>> Start
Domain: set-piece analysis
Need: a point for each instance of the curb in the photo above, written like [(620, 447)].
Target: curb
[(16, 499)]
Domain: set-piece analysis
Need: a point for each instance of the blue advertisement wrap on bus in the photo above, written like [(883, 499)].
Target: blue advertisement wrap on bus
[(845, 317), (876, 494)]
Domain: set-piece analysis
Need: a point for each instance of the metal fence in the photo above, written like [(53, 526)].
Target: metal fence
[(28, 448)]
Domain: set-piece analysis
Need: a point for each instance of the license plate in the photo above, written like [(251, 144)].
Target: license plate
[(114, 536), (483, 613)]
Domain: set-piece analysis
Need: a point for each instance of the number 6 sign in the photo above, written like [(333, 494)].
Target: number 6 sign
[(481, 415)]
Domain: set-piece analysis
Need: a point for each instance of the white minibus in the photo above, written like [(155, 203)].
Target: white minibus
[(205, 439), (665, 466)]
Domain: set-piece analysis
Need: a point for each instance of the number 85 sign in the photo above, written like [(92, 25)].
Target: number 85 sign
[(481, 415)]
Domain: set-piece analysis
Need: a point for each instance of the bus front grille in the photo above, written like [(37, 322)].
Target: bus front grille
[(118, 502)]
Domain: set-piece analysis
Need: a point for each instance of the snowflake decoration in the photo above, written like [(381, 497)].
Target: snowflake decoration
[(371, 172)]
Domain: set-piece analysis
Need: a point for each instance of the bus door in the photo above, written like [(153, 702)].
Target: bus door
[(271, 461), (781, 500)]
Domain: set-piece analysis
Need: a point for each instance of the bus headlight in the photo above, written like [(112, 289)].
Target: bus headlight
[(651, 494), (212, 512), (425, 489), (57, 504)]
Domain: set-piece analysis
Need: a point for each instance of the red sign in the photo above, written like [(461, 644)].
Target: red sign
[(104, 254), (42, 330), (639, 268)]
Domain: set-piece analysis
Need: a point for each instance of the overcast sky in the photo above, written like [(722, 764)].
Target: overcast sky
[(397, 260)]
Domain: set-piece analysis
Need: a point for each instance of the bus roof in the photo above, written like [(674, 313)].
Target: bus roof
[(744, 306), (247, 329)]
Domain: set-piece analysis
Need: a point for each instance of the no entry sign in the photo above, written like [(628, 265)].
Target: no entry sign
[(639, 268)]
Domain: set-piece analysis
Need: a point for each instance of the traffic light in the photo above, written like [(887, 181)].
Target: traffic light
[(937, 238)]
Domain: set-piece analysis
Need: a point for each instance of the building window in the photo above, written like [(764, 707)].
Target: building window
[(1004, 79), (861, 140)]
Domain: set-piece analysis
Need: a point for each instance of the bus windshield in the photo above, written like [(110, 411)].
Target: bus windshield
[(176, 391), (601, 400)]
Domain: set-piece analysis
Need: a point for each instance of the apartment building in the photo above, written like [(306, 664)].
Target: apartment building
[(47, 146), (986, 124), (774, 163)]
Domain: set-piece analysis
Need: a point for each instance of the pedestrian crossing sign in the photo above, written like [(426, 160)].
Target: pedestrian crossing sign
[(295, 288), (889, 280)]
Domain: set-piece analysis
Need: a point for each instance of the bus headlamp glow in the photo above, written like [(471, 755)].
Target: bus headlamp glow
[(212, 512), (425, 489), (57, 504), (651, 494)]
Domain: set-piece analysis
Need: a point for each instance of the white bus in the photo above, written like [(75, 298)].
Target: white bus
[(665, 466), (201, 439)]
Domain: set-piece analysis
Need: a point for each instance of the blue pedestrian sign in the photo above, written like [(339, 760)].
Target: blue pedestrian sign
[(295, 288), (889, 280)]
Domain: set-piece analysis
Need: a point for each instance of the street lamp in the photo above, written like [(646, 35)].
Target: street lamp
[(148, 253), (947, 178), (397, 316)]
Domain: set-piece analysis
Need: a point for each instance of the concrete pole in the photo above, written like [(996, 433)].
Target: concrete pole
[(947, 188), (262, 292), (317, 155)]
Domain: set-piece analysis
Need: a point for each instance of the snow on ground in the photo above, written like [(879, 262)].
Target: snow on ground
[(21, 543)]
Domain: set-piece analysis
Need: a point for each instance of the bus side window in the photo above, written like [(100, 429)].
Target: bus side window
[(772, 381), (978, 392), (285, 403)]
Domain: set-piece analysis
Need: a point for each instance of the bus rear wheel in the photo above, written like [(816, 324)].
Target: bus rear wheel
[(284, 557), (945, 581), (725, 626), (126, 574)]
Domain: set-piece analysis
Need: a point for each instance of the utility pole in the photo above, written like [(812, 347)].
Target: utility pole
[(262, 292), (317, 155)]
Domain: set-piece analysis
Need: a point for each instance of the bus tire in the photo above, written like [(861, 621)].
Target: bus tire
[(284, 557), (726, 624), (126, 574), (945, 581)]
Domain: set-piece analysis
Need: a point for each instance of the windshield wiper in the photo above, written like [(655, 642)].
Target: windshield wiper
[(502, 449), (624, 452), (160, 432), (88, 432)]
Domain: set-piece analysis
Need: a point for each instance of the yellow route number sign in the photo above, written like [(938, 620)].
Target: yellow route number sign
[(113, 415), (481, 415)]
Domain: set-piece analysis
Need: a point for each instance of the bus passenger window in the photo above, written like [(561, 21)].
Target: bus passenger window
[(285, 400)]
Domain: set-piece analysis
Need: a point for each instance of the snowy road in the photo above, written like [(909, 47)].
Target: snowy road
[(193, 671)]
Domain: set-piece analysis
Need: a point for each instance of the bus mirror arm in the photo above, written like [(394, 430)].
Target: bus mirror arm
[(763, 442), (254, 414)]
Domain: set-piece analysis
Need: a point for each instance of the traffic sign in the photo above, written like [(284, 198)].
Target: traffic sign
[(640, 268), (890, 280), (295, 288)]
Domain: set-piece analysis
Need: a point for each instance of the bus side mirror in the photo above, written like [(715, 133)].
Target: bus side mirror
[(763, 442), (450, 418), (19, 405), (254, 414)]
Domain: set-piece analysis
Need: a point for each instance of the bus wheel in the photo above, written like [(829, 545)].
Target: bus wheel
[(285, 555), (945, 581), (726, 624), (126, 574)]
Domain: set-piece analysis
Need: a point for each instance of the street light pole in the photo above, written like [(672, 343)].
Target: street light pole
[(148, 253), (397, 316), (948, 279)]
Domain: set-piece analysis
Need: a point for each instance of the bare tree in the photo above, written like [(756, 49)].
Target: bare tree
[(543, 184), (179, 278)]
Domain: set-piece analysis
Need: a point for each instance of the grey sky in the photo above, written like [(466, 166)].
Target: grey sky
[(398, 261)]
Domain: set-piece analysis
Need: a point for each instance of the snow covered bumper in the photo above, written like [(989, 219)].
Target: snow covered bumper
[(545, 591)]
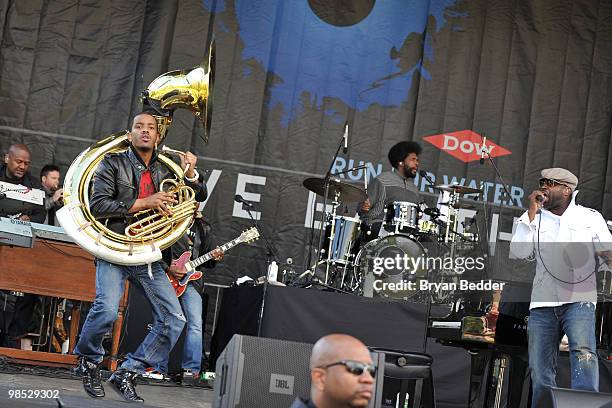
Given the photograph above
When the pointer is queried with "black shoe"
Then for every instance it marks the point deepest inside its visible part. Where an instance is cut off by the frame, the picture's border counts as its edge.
(124, 382)
(92, 380)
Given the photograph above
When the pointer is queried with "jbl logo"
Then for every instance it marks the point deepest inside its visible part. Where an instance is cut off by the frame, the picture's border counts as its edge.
(281, 384)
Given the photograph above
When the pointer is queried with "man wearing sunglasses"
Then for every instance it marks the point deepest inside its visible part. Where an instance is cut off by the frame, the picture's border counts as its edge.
(568, 242)
(341, 374)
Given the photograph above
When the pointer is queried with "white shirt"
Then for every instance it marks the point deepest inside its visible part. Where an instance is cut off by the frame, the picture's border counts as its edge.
(564, 250)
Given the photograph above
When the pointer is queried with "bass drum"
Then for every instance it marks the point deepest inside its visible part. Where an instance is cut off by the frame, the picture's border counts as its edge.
(396, 264)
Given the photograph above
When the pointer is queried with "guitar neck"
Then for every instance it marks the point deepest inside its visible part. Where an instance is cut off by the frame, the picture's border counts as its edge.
(208, 256)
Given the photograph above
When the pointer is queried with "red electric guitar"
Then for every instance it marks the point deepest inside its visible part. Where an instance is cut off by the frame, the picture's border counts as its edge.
(183, 261)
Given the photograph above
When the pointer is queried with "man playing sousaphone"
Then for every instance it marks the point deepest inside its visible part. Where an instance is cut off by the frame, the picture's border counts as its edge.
(124, 184)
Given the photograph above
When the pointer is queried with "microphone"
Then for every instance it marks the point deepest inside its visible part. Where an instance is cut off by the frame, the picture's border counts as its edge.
(483, 150)
(540, 199)
(345, 138)
(238, 198)
(424, 174)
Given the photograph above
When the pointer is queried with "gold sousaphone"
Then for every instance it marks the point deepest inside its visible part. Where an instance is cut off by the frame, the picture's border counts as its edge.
(143, 240)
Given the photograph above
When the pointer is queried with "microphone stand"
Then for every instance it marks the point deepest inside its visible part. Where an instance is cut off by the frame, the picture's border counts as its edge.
(271, 256)
(498, 175)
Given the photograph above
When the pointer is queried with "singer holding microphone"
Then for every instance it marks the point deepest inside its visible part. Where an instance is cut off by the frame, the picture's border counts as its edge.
(568, 243)
(394, 185)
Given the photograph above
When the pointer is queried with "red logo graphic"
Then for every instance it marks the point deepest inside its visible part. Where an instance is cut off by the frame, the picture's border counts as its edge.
(465, 145)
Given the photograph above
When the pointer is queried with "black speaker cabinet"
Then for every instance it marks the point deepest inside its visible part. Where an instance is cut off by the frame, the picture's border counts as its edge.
(260, 372)
(565, 398)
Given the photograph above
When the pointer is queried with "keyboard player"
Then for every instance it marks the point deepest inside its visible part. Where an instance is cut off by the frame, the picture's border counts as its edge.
(15, 170)
(16, 320)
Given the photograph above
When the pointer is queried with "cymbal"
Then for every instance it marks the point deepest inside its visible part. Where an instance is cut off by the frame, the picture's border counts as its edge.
(348, 192)
(457, 188)
(463, 206)
(432, 212)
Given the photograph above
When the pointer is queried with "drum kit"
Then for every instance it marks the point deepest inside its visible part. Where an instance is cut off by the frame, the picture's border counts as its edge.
(347, 247)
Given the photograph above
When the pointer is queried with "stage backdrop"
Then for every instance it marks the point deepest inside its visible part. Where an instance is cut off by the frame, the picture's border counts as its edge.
(534, 77)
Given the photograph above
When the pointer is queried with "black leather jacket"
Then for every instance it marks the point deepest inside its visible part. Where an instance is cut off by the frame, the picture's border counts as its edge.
(116, 185)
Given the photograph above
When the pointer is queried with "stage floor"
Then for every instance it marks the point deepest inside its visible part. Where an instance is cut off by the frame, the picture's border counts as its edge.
(71, 393)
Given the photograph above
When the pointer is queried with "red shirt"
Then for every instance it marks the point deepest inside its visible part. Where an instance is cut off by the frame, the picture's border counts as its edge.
(147, 187)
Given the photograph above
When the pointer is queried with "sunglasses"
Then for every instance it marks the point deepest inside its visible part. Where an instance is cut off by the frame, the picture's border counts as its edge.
(550, 183)
(355, 367)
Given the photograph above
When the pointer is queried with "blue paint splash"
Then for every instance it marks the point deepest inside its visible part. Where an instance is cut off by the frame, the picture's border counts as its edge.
(314, 60)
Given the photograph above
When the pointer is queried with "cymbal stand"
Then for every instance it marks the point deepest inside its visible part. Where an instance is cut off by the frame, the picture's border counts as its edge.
(332, 235)
(450, 236)
(324, 213)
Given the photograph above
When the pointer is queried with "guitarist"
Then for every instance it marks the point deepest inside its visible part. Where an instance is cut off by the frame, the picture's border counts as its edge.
(198, 240)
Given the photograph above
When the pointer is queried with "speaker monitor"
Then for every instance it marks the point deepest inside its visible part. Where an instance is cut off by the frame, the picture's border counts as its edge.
(566, 398)
(261, 372)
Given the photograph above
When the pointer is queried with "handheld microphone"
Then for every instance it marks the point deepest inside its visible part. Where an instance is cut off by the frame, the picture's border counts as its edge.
(238, 198)
(483, 150)
(424, 174)
(345, 137)
(540, 199)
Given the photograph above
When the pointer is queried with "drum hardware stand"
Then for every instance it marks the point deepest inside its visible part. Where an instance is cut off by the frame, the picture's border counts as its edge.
(326, 183)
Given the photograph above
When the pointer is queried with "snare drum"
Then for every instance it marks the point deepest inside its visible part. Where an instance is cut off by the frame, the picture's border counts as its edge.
(402, 216)
(429, 228)
(343, 243)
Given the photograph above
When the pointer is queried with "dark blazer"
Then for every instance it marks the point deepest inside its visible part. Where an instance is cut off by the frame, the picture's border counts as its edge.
(36, 215)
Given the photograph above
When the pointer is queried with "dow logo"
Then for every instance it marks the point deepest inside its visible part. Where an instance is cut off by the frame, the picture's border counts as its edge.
(465, 145)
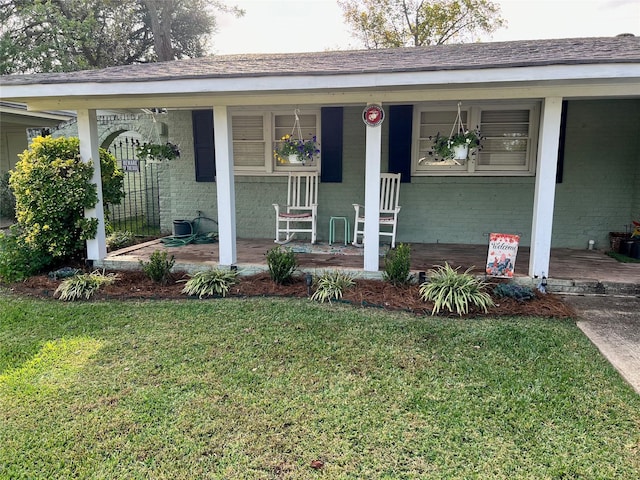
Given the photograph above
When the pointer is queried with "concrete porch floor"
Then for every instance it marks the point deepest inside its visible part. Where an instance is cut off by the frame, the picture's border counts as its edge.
(571, 271)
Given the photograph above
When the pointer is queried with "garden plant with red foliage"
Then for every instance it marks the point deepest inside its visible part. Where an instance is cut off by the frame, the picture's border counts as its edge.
(366, 293)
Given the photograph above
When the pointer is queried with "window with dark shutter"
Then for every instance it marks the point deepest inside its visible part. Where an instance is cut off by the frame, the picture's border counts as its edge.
(331, 146)
(400, 132)
(203, 145)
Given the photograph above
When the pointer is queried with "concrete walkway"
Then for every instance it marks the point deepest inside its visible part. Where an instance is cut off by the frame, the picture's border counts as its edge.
(612, 323)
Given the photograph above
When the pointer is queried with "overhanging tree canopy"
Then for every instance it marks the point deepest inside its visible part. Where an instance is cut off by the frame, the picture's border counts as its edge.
(70, 35)
(415, 23)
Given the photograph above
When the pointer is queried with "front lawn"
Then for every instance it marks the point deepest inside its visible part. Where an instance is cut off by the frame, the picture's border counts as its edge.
(261, 388)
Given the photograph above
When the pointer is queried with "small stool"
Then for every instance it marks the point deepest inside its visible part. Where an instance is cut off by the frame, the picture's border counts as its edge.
(347, 229)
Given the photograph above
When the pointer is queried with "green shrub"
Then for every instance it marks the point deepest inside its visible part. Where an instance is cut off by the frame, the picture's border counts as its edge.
(511, 290)
(451, 290)
(282, 263)
(210, 282)
(159, 266)
(397, 265)
(84, 285)
(331, 286)
(7, 199)
(19, 260)
(118, 240)
(53, 187)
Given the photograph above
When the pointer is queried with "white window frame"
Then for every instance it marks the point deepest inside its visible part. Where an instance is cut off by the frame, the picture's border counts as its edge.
(271, 166)
(473, 119)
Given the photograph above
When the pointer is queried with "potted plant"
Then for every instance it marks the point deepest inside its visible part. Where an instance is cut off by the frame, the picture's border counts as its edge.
(157, 152)
(296, 150)
(457, 145)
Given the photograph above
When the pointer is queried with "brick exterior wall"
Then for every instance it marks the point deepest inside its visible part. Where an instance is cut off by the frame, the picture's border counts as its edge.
(597, 195)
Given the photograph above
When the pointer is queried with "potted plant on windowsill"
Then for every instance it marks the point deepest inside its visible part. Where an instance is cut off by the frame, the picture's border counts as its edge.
(296, 151)
(157, 152)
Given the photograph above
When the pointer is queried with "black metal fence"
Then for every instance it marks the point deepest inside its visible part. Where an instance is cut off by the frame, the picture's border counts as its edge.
(139, 210)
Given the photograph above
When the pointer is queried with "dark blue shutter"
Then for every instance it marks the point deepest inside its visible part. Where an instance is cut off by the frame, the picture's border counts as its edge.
(400, 131)
(561, 142)
(331, 147)
(204, 151)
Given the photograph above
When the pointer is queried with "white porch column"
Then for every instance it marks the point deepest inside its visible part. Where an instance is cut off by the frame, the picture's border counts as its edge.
(545, 189)
(226, 193)
(88, 134)
(372, 198)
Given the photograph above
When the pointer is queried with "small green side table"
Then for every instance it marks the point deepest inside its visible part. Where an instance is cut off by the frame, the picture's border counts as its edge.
(332, 231)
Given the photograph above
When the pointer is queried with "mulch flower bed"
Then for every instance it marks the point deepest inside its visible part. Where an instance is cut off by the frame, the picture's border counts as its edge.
(367, 293)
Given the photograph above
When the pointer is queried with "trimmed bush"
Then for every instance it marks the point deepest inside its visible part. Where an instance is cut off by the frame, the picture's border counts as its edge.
(451, 290)
(397, 265)
(53, 187)
(159, 266)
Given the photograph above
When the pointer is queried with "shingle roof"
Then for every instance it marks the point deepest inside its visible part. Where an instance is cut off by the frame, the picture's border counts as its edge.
(525, 53)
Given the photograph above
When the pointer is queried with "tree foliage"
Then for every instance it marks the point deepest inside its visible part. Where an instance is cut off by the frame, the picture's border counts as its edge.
(70, 35)
(415, 23)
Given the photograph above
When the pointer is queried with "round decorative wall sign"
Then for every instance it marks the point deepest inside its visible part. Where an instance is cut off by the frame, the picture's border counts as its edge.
(373, 115)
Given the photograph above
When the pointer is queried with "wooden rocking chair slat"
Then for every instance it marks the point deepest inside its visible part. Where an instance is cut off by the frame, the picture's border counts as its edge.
(300, 213)
(389, 209)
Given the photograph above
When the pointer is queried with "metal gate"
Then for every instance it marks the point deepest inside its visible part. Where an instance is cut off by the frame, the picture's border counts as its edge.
(139, 210)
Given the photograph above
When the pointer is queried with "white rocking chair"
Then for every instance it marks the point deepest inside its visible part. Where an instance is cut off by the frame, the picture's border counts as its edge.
(301, 207)
(389, 209)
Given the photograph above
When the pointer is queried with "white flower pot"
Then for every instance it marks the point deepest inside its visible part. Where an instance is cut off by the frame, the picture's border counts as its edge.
(460, 152)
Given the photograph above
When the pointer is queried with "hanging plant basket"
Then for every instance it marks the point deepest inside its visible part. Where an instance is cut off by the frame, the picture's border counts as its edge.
(457, 145)
(155, 152)
(294, 149)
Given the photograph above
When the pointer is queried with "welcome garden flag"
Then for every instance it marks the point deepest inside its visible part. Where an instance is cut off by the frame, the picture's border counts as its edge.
(503, 248)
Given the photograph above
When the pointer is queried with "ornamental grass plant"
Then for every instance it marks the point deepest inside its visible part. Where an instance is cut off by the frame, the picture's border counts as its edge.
(453, 291)
(208, 283)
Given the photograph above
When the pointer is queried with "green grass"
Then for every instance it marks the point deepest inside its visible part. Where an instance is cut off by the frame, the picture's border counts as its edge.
(259, 388)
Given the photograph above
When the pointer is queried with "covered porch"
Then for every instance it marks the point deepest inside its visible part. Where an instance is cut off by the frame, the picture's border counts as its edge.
(570, 271)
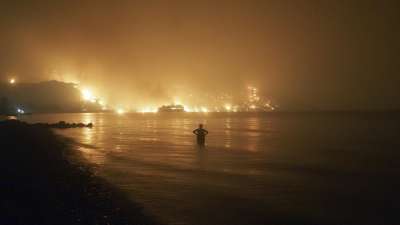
>> End
WHAT TO DO: Rewrite the data from its first line through the line containing "[(16, 499)]", with both of those lines included, so that "curb" becomes "sidewalk edge" and nothing else changes. Return only those lines.

SOLUTION TO THIS PROBLEM:
Domain: set-piece analysis
Need: a point for each instance of the sidewalk edge in the photo above, written like [(620, 447)].
Target: sidewalk edge
[(16, 499)]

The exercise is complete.